▶ _PROBLEMS TO WORK ON_
(a) In the numpy typemap excerpt, what happens to the array created inside the C function when the Python numpy array is destroyed?
(b) Translate this sentence from the numpy typemap excerpt into French: "This, together with the typemap definition in mytest.i is all the code needed!"
(c) Output everything in the numpy typemap excerpt from "void bsub(unsigned char" down to "default(shared) private(i)".

▶ _SELECTED TEXT_
━━━━━━━━━━━━━━━━━━━━━━━━━━━━━━

This, together with the typemap definition in mytest.i is all the code needed! The new IN_ARRAY3 typemap takes care of generating an **ArrayIn, which is then passed on to the average function (together with Zdim, Ydim, Xdim).

As mentioned previously, the output array is of type ARGOUTVIEWM_ARRAY2, which means the array we created inside the C function will be freed when the Python numpy array is destroyed. These will be available as standard in the next version of numpy.i .

INPLACE_ARRAY3 ** example code

If for some reason, we wanted to subtract this averaged image from each frame in the stack (as an in-place operation), here is what we would do:

void bsub(unsigned char **ArrayInpl, int Zdim, int Ydim, int Xdim, unsigned char *ArrayIn2, int Ydim2, int Xdim2)
{
    int i,z;

    if (Ydim!=Ydim2 || Xdim!=Xdim2) {
        errno = E2BIG;
        goto end;
    }

    #pragma omp parallel for        \
        default(shared) private(i)

━━━━━━━━━━━━━━━━━━━━━━━━━━━━━━

▶ _DATA EXTRACT_

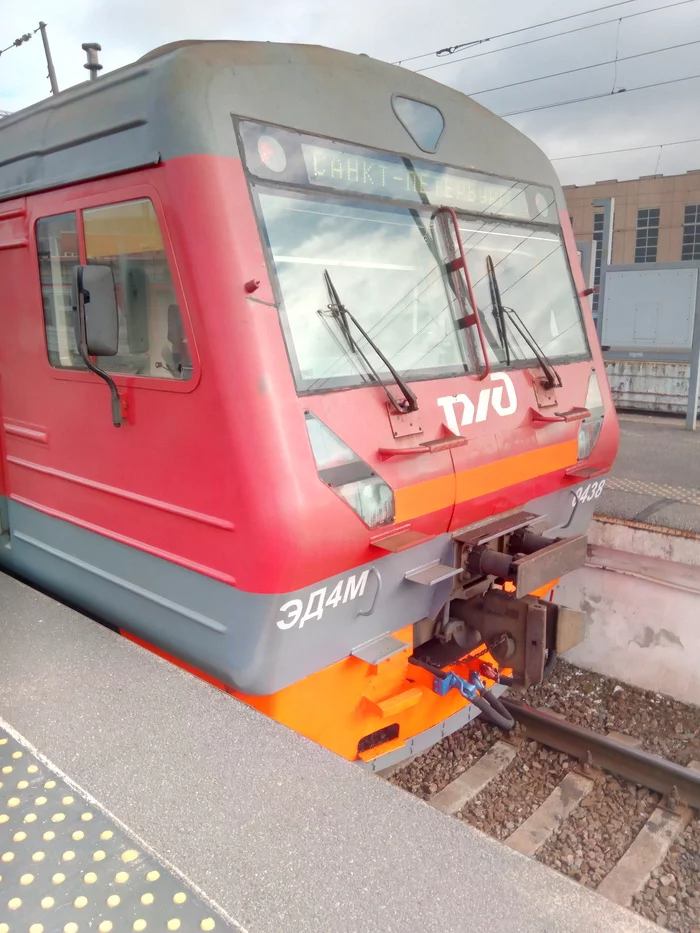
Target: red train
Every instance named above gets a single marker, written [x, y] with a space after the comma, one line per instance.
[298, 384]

━━━━━━━━━━━━━━━━━━━━━━━━━━━━━━

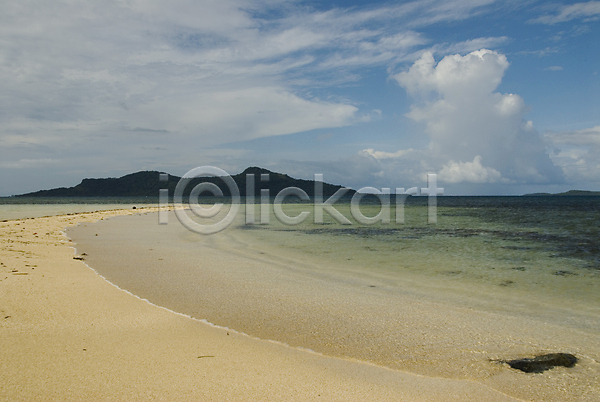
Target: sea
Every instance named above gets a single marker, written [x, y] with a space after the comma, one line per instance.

━━━━━━━━━━━━━━━━━━━━━━━━━━━━━━

▶ _FINAL ANSWERS_
(a) It is freed.

(b) Ceci, avec la définition du typemap dans mytest.i, constitue tout le code nécessaire !

(c)
void bsub(unsigned char **ArrayInpl, int Zdim, int Ydim, int Xdim, unsigned char *ArrayIn2, int Ydim2, int Xdim2)
{
    int i,z;

    if (Ydim!=Ydim2 || Xdim!=Xdim2) {
        errno = E2BIG;
        goto end;
    }

    #pragma omp parallel for        \
        default(shared) private(i)